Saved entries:
○ ○ ○ ○ ○ ○ ○
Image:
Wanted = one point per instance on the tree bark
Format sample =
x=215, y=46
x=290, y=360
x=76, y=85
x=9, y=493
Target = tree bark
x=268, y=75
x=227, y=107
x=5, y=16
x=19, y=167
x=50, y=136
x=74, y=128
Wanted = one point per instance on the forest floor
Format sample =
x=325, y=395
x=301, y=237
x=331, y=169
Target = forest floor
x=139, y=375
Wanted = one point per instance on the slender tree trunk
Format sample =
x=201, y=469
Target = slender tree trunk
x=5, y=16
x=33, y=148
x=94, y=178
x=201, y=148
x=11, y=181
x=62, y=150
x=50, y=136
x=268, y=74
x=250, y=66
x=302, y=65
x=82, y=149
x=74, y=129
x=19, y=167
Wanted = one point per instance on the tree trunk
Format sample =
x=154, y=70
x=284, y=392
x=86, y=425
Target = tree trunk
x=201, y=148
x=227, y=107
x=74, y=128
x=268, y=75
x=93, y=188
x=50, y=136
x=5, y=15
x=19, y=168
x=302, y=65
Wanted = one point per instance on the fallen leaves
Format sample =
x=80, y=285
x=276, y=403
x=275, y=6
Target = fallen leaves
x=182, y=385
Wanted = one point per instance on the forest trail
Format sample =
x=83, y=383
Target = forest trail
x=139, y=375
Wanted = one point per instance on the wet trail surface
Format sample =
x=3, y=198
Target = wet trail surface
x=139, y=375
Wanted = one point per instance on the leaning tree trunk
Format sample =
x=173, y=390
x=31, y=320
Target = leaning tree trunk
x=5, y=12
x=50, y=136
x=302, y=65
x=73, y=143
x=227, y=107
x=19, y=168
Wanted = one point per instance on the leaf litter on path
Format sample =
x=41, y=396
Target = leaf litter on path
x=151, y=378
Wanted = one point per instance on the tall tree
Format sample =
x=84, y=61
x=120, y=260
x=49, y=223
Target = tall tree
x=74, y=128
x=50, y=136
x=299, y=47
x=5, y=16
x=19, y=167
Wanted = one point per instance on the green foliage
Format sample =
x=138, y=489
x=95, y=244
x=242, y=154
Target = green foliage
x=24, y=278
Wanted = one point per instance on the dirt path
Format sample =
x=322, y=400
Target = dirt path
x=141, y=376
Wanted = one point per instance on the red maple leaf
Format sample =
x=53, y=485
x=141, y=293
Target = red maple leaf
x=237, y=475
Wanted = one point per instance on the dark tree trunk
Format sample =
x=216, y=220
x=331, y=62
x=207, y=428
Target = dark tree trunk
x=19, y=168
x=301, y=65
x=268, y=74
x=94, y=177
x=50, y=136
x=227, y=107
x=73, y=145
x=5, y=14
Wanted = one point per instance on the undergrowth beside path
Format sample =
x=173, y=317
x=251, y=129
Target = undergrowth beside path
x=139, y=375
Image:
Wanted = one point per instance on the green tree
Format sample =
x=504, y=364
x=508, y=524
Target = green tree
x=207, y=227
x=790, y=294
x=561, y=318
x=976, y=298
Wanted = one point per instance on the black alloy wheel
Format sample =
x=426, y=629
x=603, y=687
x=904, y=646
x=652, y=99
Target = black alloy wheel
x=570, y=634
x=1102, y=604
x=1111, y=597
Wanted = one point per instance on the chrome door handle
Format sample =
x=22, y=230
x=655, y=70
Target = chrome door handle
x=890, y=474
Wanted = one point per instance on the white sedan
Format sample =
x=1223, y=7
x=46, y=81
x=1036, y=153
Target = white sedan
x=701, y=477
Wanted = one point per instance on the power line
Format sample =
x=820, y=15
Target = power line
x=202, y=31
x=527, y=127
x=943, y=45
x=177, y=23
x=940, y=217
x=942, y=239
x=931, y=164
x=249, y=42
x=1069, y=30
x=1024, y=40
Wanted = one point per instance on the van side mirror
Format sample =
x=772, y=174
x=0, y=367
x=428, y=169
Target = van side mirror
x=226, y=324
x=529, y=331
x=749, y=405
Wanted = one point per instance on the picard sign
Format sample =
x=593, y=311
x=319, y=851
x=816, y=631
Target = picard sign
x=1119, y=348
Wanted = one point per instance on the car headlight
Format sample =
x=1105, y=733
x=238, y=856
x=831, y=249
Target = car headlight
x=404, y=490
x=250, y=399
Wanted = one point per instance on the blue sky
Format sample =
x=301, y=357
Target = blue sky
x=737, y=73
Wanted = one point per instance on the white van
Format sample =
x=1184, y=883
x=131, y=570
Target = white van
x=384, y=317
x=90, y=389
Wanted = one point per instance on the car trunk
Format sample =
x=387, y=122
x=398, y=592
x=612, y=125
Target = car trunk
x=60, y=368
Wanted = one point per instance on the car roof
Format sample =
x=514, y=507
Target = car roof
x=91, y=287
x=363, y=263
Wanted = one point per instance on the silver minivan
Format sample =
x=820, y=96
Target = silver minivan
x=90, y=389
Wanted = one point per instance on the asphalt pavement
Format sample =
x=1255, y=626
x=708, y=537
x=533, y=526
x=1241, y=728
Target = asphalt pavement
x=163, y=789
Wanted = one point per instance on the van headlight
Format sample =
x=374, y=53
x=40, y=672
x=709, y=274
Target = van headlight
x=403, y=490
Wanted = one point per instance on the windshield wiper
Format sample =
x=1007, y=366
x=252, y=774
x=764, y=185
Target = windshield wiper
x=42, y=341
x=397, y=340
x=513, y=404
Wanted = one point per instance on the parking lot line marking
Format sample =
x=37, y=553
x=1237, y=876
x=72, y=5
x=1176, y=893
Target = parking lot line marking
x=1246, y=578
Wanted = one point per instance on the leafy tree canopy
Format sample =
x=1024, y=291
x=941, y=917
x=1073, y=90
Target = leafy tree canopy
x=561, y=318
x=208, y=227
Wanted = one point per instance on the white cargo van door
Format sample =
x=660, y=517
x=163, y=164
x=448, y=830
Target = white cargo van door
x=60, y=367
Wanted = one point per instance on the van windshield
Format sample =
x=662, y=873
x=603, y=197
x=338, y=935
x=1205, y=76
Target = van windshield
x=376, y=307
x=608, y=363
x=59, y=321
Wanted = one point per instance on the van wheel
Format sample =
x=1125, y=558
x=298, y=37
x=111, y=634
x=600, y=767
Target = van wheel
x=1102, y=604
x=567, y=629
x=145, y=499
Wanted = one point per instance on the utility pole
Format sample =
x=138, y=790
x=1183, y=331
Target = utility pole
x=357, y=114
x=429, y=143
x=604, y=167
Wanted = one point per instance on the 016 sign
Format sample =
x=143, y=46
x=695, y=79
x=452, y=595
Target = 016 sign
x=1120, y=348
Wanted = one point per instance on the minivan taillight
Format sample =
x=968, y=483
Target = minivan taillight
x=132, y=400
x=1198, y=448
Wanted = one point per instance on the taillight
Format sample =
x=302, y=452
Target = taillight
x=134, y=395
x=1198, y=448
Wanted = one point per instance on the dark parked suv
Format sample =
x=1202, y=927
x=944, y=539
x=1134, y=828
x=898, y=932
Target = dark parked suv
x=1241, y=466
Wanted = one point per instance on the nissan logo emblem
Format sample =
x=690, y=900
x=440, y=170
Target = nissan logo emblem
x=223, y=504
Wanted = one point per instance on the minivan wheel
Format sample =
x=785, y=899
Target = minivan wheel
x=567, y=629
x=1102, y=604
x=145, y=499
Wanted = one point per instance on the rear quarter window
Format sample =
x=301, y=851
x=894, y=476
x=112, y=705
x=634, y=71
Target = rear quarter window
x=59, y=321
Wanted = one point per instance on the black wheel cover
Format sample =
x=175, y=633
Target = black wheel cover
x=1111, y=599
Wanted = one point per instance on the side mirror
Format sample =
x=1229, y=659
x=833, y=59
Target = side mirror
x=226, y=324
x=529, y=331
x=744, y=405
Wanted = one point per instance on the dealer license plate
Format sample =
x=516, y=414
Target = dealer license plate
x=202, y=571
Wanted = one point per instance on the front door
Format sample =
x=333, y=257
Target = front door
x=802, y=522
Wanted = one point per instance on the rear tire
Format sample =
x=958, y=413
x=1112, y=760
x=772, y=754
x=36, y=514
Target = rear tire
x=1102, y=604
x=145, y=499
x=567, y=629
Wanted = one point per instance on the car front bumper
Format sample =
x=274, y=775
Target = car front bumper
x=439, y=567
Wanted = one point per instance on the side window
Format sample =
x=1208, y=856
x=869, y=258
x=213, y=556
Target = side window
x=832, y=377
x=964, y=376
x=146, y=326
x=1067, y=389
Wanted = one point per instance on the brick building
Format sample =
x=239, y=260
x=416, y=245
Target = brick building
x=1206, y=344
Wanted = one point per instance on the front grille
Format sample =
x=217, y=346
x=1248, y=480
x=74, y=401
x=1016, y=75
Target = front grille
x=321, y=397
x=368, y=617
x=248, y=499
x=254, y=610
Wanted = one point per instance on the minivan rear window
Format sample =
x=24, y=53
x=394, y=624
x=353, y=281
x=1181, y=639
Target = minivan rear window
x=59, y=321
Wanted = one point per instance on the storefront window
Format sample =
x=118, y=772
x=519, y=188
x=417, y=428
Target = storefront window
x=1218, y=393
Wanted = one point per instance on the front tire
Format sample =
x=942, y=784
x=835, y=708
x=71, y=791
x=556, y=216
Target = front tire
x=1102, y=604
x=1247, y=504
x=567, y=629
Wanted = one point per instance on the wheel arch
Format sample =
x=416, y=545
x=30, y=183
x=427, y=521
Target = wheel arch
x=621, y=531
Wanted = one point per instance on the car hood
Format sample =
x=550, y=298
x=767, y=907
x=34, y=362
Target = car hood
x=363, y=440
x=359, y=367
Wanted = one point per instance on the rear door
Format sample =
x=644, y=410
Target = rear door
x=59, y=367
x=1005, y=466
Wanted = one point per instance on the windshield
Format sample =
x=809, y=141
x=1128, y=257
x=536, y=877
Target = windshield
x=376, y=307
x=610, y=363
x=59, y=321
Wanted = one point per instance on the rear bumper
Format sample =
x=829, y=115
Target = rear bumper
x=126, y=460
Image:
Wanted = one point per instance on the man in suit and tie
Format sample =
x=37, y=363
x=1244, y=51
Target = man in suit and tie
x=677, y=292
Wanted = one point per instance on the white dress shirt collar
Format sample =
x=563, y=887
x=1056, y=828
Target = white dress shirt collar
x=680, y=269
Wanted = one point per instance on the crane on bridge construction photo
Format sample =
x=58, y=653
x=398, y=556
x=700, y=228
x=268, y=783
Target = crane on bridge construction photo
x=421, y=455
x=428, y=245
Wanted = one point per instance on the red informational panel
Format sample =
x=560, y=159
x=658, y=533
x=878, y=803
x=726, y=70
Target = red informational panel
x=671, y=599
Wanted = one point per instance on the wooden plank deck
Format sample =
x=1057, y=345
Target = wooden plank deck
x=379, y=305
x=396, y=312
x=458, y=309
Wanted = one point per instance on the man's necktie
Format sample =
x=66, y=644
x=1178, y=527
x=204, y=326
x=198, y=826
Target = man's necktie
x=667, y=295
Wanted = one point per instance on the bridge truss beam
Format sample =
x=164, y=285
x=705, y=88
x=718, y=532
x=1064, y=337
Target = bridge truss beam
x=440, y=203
○ ○ ○ ○ ○ ○ ○
Task requirements: Locate the line that contains "Wanted = one point per instance on the minivan rear". Repeat it and every line after it, up to and including the final line, exactly.

Task output:
Wanted = one point per instance on the minivan rear window
Format sample =
x=24, y=53
x=394, y=624
x=353, y=281
x=1181, y=639
Target = minivan rear window
x=59, y=321
Wanted = one point per instance on the storefront window
Format sample =
x=118, y=772
x=519, y=188
x=417, y=428
Target = storefront window
x=1218, y=393
Wanted = one point per instance on the front tire
Format sample =
x=942, y=784
x=835, y=708
x=71, y=791
x=556, y=216
Target = front tire
x=1102, y=604
x=1247, y=504
x=567, y=629
Wanted = one point per instance on the wheel arch
Format sample =
x=416, y=545
x=30, y=183
x=427, y=521
Target = wheel arch
x=621, y=531
Wanted = one point per instance on the car hood
Format sample =
x=550, y=298
x=767, y=907
x=34, y=362
Target = car hood
x=363, y=440
x=359, y=367
Wanted = one point per instance on the rear door
Format sample =
x=644, y=410
Target = rear door
x=59, y=367
x=1005, y=466
Wanted = one point per instance on the windshield
Format sample =
x=809, y=141
x=1128, y=257
x=536, y=877
Target = windshield
x=376, y=307
x=610, y=363
x=59, y=321
Wanted = one point per instance on the rear bumper
Format sample =
x=829, y=115
Target = rear bumper
x=126, y=460
Image:
Wanted = one point per instance on the man in suit and tie
Format sample =
x=37, y=363
x=1244, y=51
Target = man in suit and tie
x=677, y=292
Wanted = one point per instance on the white dress shirt collar
Format sample =
x=563, y=887
x=1056, y=828
Target = white dress shirt collar
x=680, y=269
Wanted = one point per instance on the crane on bridge construction photo
Format sample =
x=58, y=653
x=398, y=556
x=700, y=228
x=268, y=783
Target = crane on bridge construction photo
x=421, y=455
x=428, y=245
Wanted = one point per instance on the red informational panel
Format sample =
x=560, y=159
x=658, y=533
x=878, y=803
x=726, y=70
Target = red informational panel
x=671, y=599
Wanted = one point per instance on the wooden plank deck
Format sample =
x=1057, y=345
Target = wooden plank deck
x=379, y=305
x=396, y=312
x=458, y=309
Wanted = one point per instance on the man's necktie
Format sample =
x=66, y=644
x=1178, y=527
x=204, y=326
x=198, y=826
Target = man's necktie
x=667, y=295
Wanted = one point per instance on the bridge truss beam
Format sample =
x=164, y=285
x=705, y=88
x=718, y=532
x=1064, y=337
Target = bridge truss beam
x=440, y=203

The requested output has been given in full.